Problem description:
Set down, exactly as written, every line from the one containing "Query: water bottle" through the end of the listing.

Given records:

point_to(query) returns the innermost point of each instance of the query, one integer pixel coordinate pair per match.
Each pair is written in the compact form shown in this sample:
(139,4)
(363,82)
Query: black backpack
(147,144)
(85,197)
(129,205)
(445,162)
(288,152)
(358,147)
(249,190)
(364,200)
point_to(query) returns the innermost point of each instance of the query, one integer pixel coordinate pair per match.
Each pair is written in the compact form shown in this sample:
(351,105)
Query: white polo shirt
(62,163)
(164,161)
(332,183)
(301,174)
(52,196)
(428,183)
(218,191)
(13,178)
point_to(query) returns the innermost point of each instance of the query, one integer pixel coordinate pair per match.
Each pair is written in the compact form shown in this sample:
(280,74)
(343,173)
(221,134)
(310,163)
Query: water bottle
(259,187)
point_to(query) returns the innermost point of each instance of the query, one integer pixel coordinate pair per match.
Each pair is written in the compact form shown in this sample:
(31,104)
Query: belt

Output below:
Query: water bottle
(259,187)
point_to(query) returns the innermost point of each instance of the query, one integer pixel coordinate pair per match.
Each pair is written in the compact form shown in this sample:
(31,104)
Query: belt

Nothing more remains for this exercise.